STATED GOAL: Extract the listing below line for line, with no changes, but leave the pictures out of your copy.

SOURCE DATA:

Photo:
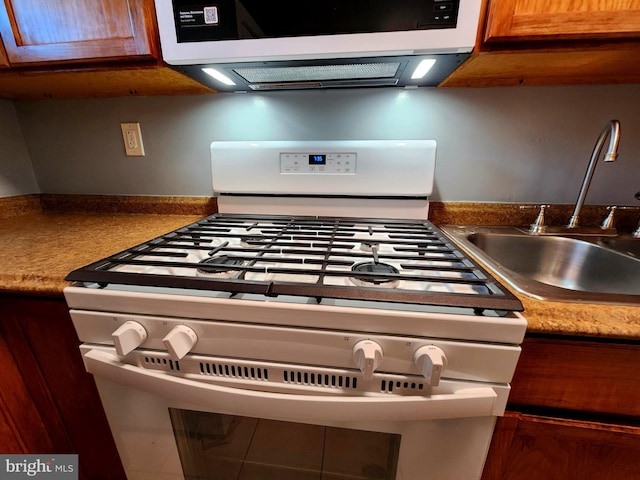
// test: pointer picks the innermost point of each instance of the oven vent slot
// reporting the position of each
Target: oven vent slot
(320, 379)
(396, 386)
(234, 371)
(162, 363)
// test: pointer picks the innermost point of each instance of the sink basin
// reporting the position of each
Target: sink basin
(590, 269)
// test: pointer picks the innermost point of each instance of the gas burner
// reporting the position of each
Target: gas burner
(222, 266)
(381, 270)
(369, 246)
(251, 241)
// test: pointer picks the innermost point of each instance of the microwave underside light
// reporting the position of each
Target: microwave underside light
(400, 71)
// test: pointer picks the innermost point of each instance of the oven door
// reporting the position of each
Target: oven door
(169, 426)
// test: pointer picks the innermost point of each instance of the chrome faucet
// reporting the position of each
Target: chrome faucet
(612, 129)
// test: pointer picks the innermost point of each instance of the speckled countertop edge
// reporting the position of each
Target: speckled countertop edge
(64, 221)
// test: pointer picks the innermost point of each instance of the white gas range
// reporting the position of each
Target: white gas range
(319, 307)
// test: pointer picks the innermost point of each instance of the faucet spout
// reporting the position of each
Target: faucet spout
(612, 130)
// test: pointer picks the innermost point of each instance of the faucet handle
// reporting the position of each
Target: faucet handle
(539, 226)
(608, 222)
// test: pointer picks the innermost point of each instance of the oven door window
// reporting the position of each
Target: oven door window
(228, 447)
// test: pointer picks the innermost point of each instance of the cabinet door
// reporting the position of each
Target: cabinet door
(529, 447)
(4, 63)
(77, 30)
(525, 20)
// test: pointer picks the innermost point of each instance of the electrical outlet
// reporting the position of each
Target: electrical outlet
(132, 138)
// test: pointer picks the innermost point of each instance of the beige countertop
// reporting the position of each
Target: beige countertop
(38, 249)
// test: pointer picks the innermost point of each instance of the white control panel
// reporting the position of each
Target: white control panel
(318, 163)
(321, 168)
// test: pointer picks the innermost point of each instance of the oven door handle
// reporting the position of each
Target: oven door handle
(467, 402)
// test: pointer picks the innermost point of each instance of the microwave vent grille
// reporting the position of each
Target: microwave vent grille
(318, 72)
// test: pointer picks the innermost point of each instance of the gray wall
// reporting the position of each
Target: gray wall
(16, 173)
(499, 144)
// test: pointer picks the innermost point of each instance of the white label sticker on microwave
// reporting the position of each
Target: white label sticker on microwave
(211, 15)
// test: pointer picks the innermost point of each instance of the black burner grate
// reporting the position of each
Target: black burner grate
(311, 257)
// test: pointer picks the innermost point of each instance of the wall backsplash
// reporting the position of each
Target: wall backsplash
(16, 173)
(529, 144)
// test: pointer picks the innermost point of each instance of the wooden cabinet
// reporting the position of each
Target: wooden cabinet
(554, 42)
(572, 413)
(77, 31)
(84, 48)
(524, 20)
(48, 403)
(4, 62)
(541, 448)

SOLUTION FOR THIS EXERCISE:
Photo:
// test: pointer picks the innermost point of each instance of the oven vent slot
// reporting the position of each
Target: oven vent slot
(320, 379)
(396, 386)
(234, 371)
(162, 363)
// test: pointer picks the innermost point of each instance of the sink basin
// reporting the position of each
Target: sink basin
(590, 269)
// test: pointer picks the innermost point of each instance of the gas burner
// reporting the position of each
Target: gas burner
(222, 266)
(381, 270)
(369, 246)
(251, 241)
// test: pointer picks the innermost point of each instance of the microwave underside light
// reporting the position of each
Target: microwave underside light
(400, 71)
// test: pointer picks the innermost point of each instance of the oven door
// reporting the position of each
Target: oven door
(169, 426)
// test: pointer picks the innermost point of each instance of the chrome faucet
// reporting the position of each
Target: chrome faucet
(612, 129)
// test: pointer picks the innermost point of each instance of the speckled countertop edge
// reporting the position of each
Target: speckled countertop edge
(64, 221)
// test: pointer picks the innermost point of each instance of the white gas range
// reporting the position of each
Target: white gas range
(319, 307)
// test: pointer picks the innermost point of each instance of the faucet spout
// reporting the position of each
Target: faucet spout
(612, 130)
// test: pointer picks the innermost point of each instance of the faucet handle
// reporting the position of each
Target: faucet handle
(539, 226)
(608, 222)
// test: pointer picks the innermost point of each instance of the oven door window
// reporting the position of each
Target: oven door window
(228, 447)
// test: pointer picks the innermost point of each instance of the cabinet door
// reporting the position of each
Target: cabinet door
(529, 447)
(4, 63)
(77, 30)
(525, 20)
// test: pointer picks the innermost point of each instance of the electrical outlet
// reporting the position of each
Target: electrical outlet
(132, 138)
// test: pointer picks the innermost point of each instance of the beige countertop
// reporting the position of each
Target: beige countertop
(38, 249)
// test: pointer picks the innermost point of each instance of the white control panel
// reporting the position of each
Target: white control panel
(318, 163)
(321, 168)
// test: pointer picks the innermost point of each instance of the oven door handle
// reporting the position of each
Target: oven door handle
(467, 402)
// test: pointer picks the innermost point of each instance of the microwave vent grille
// reporting the position of each
Target: microwave vent grille
(318, 72)
// test: pointer picks the innermost point of each instance of the gray wall
// reporting the position of each
Target: gray wall
(16, 173)
(499, 144)
// test: pointer picks the innermost point of each instance of the white label sticker on microwave
// reporting the position of each
Target: white label sticker on microwave
(211, 15)
// test: pointer picks the innermost point of each instance of the black burner grate
// reporting the position of each
Target: black burner grate
(311, 257)
// test: pointer picks the innermost point of each instance of the wall backsplash
// reporting the position of each
Target: wall backsplash
(16, 173)
(529, 144)
// test: pointer picks the innermost point of each instance of the wooden cabinet
// reporting the position of each
Target: wooden cabinet
(554, 42)
(572, 413)
(77, 31)
(84, 48)
(524, 20)
(48, 403)
(4, 62)
(541, 448)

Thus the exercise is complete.